• [Problem]:
Pull out each line in the listing below that contains the string "background".

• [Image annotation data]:
:::::
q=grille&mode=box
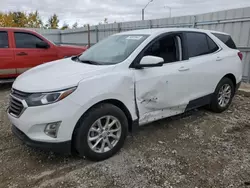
[9,96,24,116]
[11,89,30,99]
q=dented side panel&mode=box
[134,62,192,124]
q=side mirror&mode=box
[135,55,164,69]
[36,41,49,49]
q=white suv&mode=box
[8,28,242,160]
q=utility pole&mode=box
[141,0,153,20]
[164,5,172,18]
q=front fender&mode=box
[70,71,137,120]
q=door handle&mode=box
[178,67,189,71]
[16,52,28,56]
[216,57,223,61]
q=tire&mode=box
[73,103,128,161]
[210,77,235,113]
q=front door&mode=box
[134,34,191,124]
[14,32,58,74]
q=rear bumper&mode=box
[11,125,71,154]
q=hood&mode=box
[13,58,114,93]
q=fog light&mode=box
[44,121,61,138]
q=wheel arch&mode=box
[71,99,133,143]
[221,73,237,89]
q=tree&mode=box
[72,22,78,29]
[0,12,14,27]
[47,14,59,29]
[61,22,69,30]
[28,11,43,28]
[9,11,28,27]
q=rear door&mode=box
[182,32,224,108]
[0,30,16,78]
[134,33,190,124]
[14,32,58,74]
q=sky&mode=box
[0,0,250,26]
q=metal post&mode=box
[148,20,152,29]
[141,0,153,20]
[88,24,90,48]
[117,23,121,33]
[164,5,172,18]
[95,25,99,43]
[193,16,196,28]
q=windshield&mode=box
[79,35,148,65]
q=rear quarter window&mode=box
[213,33,237,49]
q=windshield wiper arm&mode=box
[77,57,100,65]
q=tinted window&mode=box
[15,32,42,48]
[213,33,237,49]
[0,31,9,48]
[207,36,219,53]
[143,36,179,63]
[186,32,219,57]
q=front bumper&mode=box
[11,125,71,154]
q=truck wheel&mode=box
[74,104,128,161]
[210,78,235,113]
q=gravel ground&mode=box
[0,85,250,188]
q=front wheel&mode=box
[210,78,235,113]
[74,104,128,161]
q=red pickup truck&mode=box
[0,27,87,79]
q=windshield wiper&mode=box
[71,56,101,65]
[77,57,101,65]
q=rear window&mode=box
[213,33,237,49]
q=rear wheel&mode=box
[74,104,128,161]
[210,78,235,113]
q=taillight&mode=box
[238,52,243,60]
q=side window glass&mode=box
[15,32,42,48]
[143,36,180,63]
[0,31,9,48]
[207,36,219,53]
[213,33,237,49]
[186,32,210,57]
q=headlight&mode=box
[26,87,76,106]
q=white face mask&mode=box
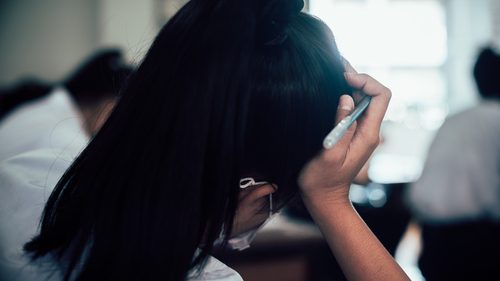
[227,208,279,251]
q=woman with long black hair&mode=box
[0,0,407,280]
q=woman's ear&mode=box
[239,183,278,205]
[232,184,277,237]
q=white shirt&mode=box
[0,88,88,161]
[408,101,500,222]
[0,89,242,281]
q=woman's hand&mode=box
[299,67,410,281]
[299,71,391,203]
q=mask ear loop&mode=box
[240,177,277,217]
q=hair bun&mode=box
[257,0,304,46]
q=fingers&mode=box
[325,95,356,163]
[342,57,358,73]
[345,73,391,164]
[345,73,392,133]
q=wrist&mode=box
[301,185,352,207]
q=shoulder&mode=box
[186,257,243,281]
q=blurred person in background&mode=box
[0,78,52,119]
[0,49,132,161]
[407,48,500,281]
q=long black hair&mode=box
[25,0,349,280]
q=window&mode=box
[309,0,447,182]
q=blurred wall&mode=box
[0,0,159,86]
[0,0,98,85]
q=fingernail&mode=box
[338,95,354,111]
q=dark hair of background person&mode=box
[62,48,132,106]
[0,48,133,120]
[25,0,350,280]
[473,47,500,99]
[0,78,52,121]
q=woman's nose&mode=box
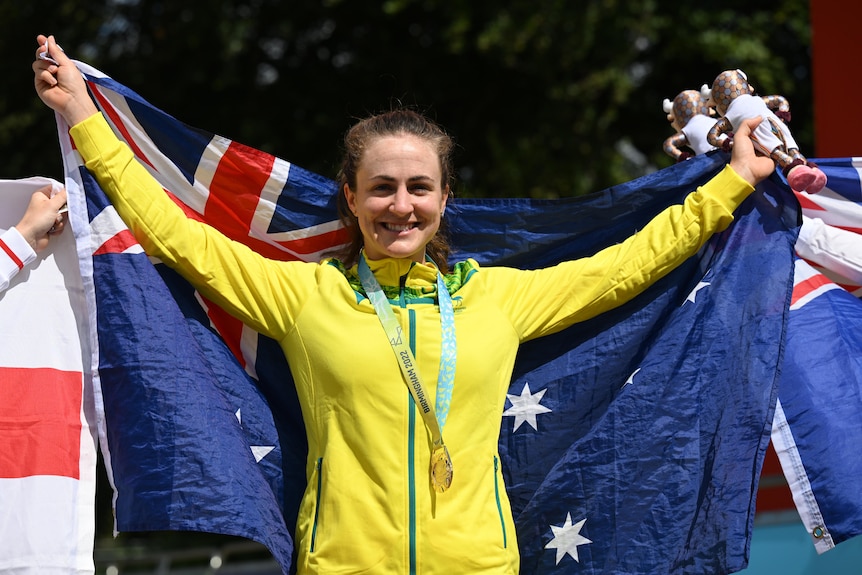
[389,186,413,214]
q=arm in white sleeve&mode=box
[0,227,36,293]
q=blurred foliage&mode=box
[0,0,814,198]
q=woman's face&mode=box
[344,135,449,263]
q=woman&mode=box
[33,36,774,574]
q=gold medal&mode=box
[431,445,452,493]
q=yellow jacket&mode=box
[71,114,752,575]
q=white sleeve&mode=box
[796,216,862,285]
[0,227,36,293]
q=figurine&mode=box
[662,90,727,162]
[701,70,826,194]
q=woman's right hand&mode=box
[730,117,775,187]
[33,34,98,126]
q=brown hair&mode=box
[336,108,454,274]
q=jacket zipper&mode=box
[310,457,323,553]
[398,274,416,575]
[494,455,508,549]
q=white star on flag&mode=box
[503,383,551,433]
[545,513,592,565]
[623,368,641,387]
[235,408,275,463]
[682,282,709,305]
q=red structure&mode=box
[810,0,862,158]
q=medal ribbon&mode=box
[358,255,457,492]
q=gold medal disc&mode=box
[431,445,452,493]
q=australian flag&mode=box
[58,58,862,573]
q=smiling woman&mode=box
[33,32,774,575]
[338,109,453,273]
[343,135,449,263]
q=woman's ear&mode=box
[342,183,356,217]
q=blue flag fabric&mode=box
[58,63,798,573]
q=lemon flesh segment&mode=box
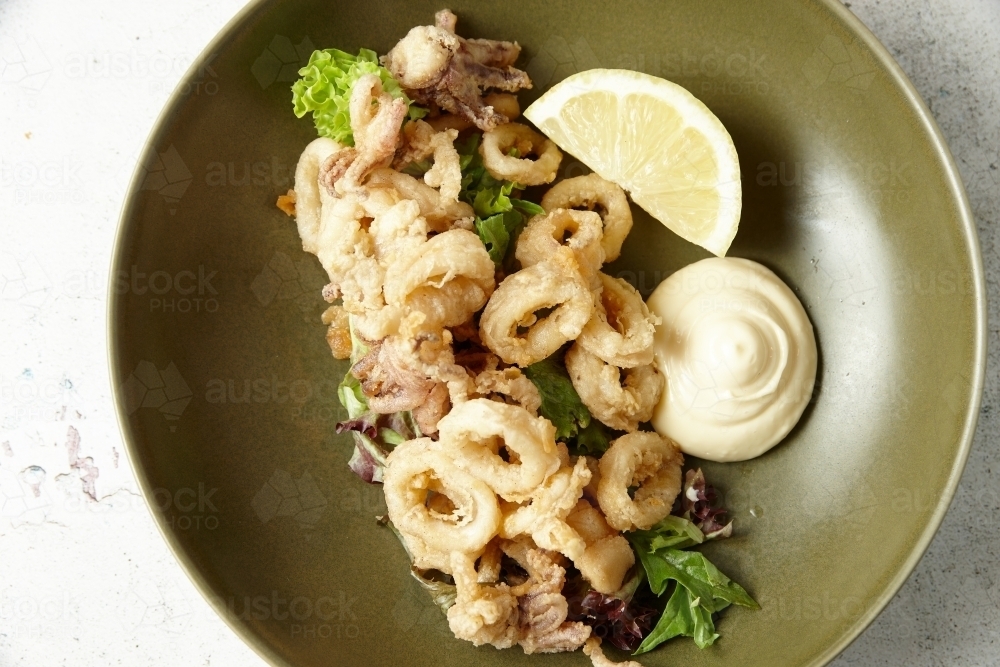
[524,69,743,257]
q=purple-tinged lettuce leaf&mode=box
[681,468,733,540]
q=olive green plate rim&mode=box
[107,0,987,667]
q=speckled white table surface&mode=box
[0,0,1000,667]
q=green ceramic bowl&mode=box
[110,0,985,667]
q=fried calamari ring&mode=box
[365,169,476,232]
[576,273,657,368]
[383,438,500,553]
[479,123,562,185]
[500,457,590,561]
[514,208,604,277]
[479,248,594,367]
[566,343,663,431]
[542,174,632,262]
[295,137,340,254]
[597,431,684,530]
[384,229,494,329]
[438,398,559,501]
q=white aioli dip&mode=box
[647,257,816,461]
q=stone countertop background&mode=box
[0,0,1000,667]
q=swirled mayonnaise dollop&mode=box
[647,257,816,461]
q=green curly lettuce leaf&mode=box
[524,350,615,456]
[455,133,545,267]
[292,49,427,146]
[627,544,760,655]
:::::
• [Written response]:
q=blurred person in background&mode=box
q=dark hair of background person&mode=box
q=stone countertop background&mode=box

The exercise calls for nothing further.